→ Extrait de page
La Fondation Cartier pour l’art contemporain révèle le talent d’une artiste encore méconnue hors de son Australie natale, Sally Gabori. De son nom complet Mirdidingkingathi Juwarnda qui signifie dauphin né à Mirdidingki, Sally Gabori est mise à l’honneur et son talent révélé pour la première fois hors de l’Océanie. Il s’agit en effet de sa première exposition personnelle en Europe. Les œuvres à forte puissance figurative nous plongent dans la nature luxuriante de son île de naissance : l’île Bentinck.
Décédée en 2015, Sally Gabori commence à peindre ses toiles colorées, à raison d’une à plusieurs toiles par jour, à 81 ans. Jusqu’à sa mort et en seulement 8 ans, l’artiste produit plus de 2000 tableaux. Son ascension est immédiate. Très vite, Sally Gabori s’impose comme figure de proue de l’art contemporain en Océanie. De son vivant, ses œuvres sont exposées à la Queensland Art Gallery et elle est invitée à la Biennale de Venise en 2013. À travers une trentaine d’œuvres, la Fondation Cartier revient sur quelques années intenses où Sally Gabori peint frénétiquement, imprégnée par la nostalgie de l’île qu’elle a été contrainte de quitter à 24 ans.
Mirdidingkingathi Juwarnda Sally Gaboriappartient au peuple aborigène des Kaiadilts, originaire de l’île Bentinck, dans le golfe de Carpentarie. Ce peuple qui comptait 125 personnes en 1944 n’en compte plus que 63 en 1948, à la suite d’un cyclone et d’un raz-de-marée qui provoquent une crise de l’eau potable.Les Kaiadilts sont les derniers des peuples aborigènes à avoir intégré de force la société occidentale. Contraints de suivre la mission presbytérienne vers l’île de Mornington, ils ne pourront retourner sur l’île Bentinck que dans les années 1980 et de façon temporaire. Le pillage culturel sévit et la population est séparée, parquée en grands dortoirs. Un exil violent qui marque profondément l’artiste.
Une approche instinctive de la couleur
Sa peinture, reconnaissable à ces grands aplats de couleurs qui se juxtaposent, fusionnent parfois, se mélangent, est tantôt cernée de noir, tantôt de violet. De grandes prises de vues aériennes aux couleurs parfois épurées parfois vives : des pièges à poissons ? Une tempête ? Une source d’eau ? Ici, les couleurs ne ressemblent à rien de connu. Rien à quoi se raccrocher, si ce n’est des formes qui peuvent nous êtres familières. L’eau est rose, la terre bleue, parfois blanche, peut-être violette. Du jaune, du mauve, du noir, les couleurs semblent avoir été étudiées avec une minutie leur permettant de se marier parfaitement, de se fondre les unes avec les autres, de trancher parfois, mais toujours avec une subtilité et un regard presque visionnaire sur les couleurs complémentaires. Que sont ces formes ovales qui s’imbriquent ? Des vagues, un littoral ? Un barrage ?

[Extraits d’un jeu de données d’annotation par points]
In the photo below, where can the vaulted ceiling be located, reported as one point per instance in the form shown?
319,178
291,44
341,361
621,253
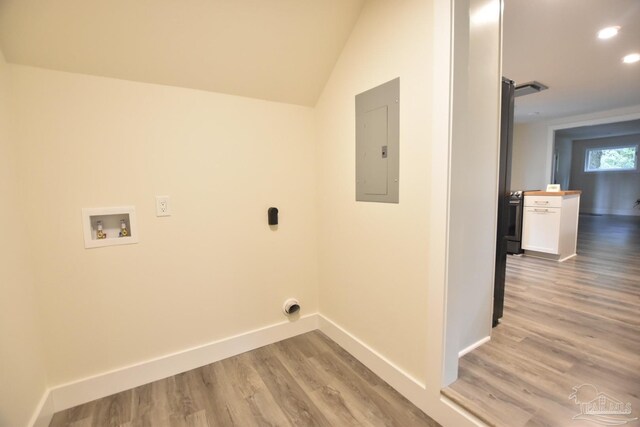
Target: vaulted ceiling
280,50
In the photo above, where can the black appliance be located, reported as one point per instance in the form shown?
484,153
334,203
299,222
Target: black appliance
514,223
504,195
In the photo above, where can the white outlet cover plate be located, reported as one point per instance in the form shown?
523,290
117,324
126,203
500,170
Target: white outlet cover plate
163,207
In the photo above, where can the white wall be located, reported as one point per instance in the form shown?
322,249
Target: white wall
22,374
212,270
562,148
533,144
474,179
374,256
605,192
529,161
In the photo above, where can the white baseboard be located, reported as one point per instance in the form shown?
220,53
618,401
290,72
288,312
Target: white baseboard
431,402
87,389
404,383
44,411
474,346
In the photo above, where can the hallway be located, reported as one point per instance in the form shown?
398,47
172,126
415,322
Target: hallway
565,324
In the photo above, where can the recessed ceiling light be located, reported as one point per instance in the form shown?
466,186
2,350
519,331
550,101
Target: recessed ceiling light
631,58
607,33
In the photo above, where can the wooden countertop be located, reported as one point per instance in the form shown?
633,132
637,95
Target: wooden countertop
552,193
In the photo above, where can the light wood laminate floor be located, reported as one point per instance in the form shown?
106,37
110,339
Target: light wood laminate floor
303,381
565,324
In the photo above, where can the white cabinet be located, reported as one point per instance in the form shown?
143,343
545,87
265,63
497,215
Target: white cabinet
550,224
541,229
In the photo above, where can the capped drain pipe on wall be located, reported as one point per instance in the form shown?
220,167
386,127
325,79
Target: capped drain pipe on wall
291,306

→ Actions à mener
a – Indiquez si chacune de ces affirmations concorde avec le texte sur Sally Gabori, en répondant par oui ou non et en citant les mots décisifs du texte : (i) Sally Gabori a commencé à peindre à 81 ans ; (ii) la Fondation Cartier présente une centaine d’œuvres de l’artiste ; (iii) les Kaiadilts comptaient 63 personnes en 1944.
b – Prolongez, s’il vous plaît, le texte sur Sally Gabori au-delà de sa dernière phrase.

→ Réponses par tâche
a –
(i) Oui : « commence à peindre ses toiles colorées, à raison d’une à plusieurs toiles par jour, à 81 ans »
(ii) Non : « À travers une trentaine d’œuvres »
(iii) Non : « Ce peuple qui comptait 125 personnes en 1944 n’en compte plus que 63 en 1948 »

b –
Les techniques varient autant que les couleurs, Sally Gabori utilise son pinceau comme tampon, pour des effets de matière, visibles sur le profil de la toile, dont les couches épaisses se révèlent au gré du mouvement du visiteur. Des pois au pinceau, une profusion de couleurs dans des formes géométriques étudiées. Les carrés, rectangles, rappellent la cartographie d’avant les photographies aériennes. Le blanc est emprisonné sous des couches de rose, violet, jaune, rouge. La façon dont le noir se découpe dans la toile participe à une peinture de la compulsivité, avant que mémoire se meure, comme un dernier geste avant l’oubli.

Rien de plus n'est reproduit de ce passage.